- READING PASSAGE -

HOA boards in Santa Clara County face critical decisions when emergencies strike. Natural disasters, safety hazards, and health crises can force boards to act quickly-sometimes without waiting for standard voting procedures or homeowner approval.
At Pratt & Associates, we’ve seen boards struggle with understanding when they can actually invoke emergency powers and what limits apply. This guide walks through California law, Santa Clara County regulations, and the specific boundaries that protect both your community and homeowner rights.
What Qualifies as an Emergency Under California Law
California’s Davis-Stirling Act defines emergency authority narrowly, and Santa Clara County boards must follow these precise boundaries. Civil Code Section 5610 permits emergency assessments only when three conditions are met simultaneously: the expense is extraordinary, it addresses an immediate health or safety threat, or it was unforeseeable at budget time. This is not a discretionary framework. A board cannot label something an emergency simply because it feels urgent. The statute requires a written finding recorded in meeting minutes explaining why the expense meets all three criteria.

Without this documentation, the emergency authority collapses entirely, leaving the board exposed to legal challenges from homeowners. Courts have rejected emergency claims when boards failed to show that expenses were truly unforeseeable or that they genuinely threatened immediate safety. The word safety alone does not trigger emergency powers; the expense must satisfy the statutory definition.
Real-World Consequences of Misusing Emergency Powers
A 2023 case in Modesto illustrates what happens when boards overstep. The board imposed a $25,000-per-unit emergency assessment after the city red-tagged eight balconies. However, the board never proved which units were affected, never documented why broader repairs qualified as an emergency, and never separated extraordinary costs from ordinary deferred maintenance. This practice, called lumping, stretches emergency authority beyond its legal limits. The board should have authorized repairs only for the red-tagged units and funded them from reserves or through a proper member vote under Civil Code Section 5605. Homeowners challenged the assessment and forced the board to reckon with its failure to document the emergency properly.
How the 5 Percent Rule Applies
Civil Code Section 5605(b) caps regular and special assessments at 5 percent of the association’s annual budgeted gross expenses unless members vote to approve higher amounts. The emergency exception under Section 5610 does not automatically bypass this cap. Instead, the exception applies only when the three conditions are met and the board documents them properly.

- INSTRUCTIONS -
A) In the HOA emergency powers guide, what limit does Civil Code Section 5605(b) place on regular and special assessments?
B) Continue the HOA emergency powers guide from the point where it stops.
The material after this has no part in this work.

- Dataset entries -

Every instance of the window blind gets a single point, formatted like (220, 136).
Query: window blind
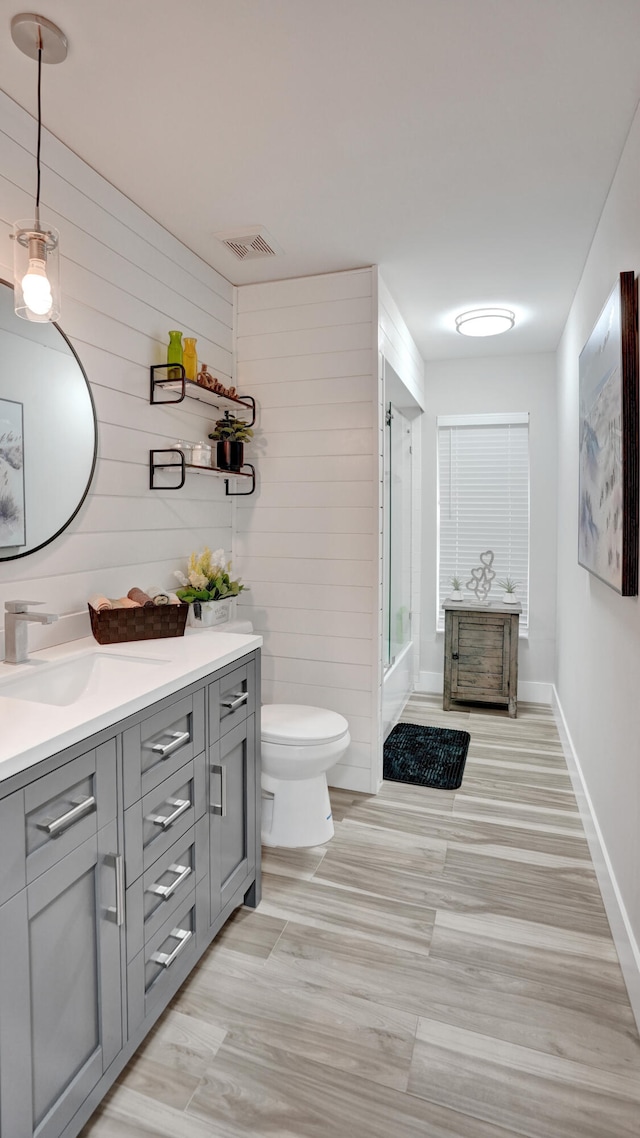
(483, 501)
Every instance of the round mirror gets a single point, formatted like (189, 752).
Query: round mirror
(48, 433)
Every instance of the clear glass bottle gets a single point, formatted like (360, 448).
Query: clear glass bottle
(190, 359)
(174, 353)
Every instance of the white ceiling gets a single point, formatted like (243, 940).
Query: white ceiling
(465, 146)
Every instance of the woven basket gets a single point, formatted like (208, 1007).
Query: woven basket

- RESPONSES IN ORDER -
A) It caps them at 5 percent of the association's annual budgeted gross expenses unless members vote to approve higher amounts.

B)
Homeowners should calculate this threshold themselves by dividing the proposed emergency amount by the association’s annual gross expenses from the current budget. If the emergency exceeds 5 percent, a member vote is typically required unless the board can prove all three statutory criteria in writing.
Santa Clara County homeowners can request the current budget and reserve study through a Civil Code Section 5200 records request, which the board must answer within 45 days. This request should also include engineer reports, inspection photos, insurance evaluations, and meeting minutes showing whether the repair was deferred or newly discovered. Organizing with neighbors to challenge questionable assessments carries real weight; boards face greater pressure when homeowners coordinate their response.
Teleconference and Remote Meeting Authority
When a state of emergency or disaster is declared by federal, state, or local government affecting Santa Clara County, Section 5450 of the Davis-Stirling Act permits boards to hold meetings entirely by teleconference with no physical attendance location. The board must deliver notices to members individually for the first meeting held under this authority, including clear technical instructions, phone numbers for technical support, and a reminder that members can request individual notice delivery. Every director and member must have equal ability to participate, and voting must occur by roll call. If the association’s mailing address and a member’s on-file address are the same, the association must send the first notice to the member’s email address on file. These provisions ensure that emergency governance remains accessible and transparent.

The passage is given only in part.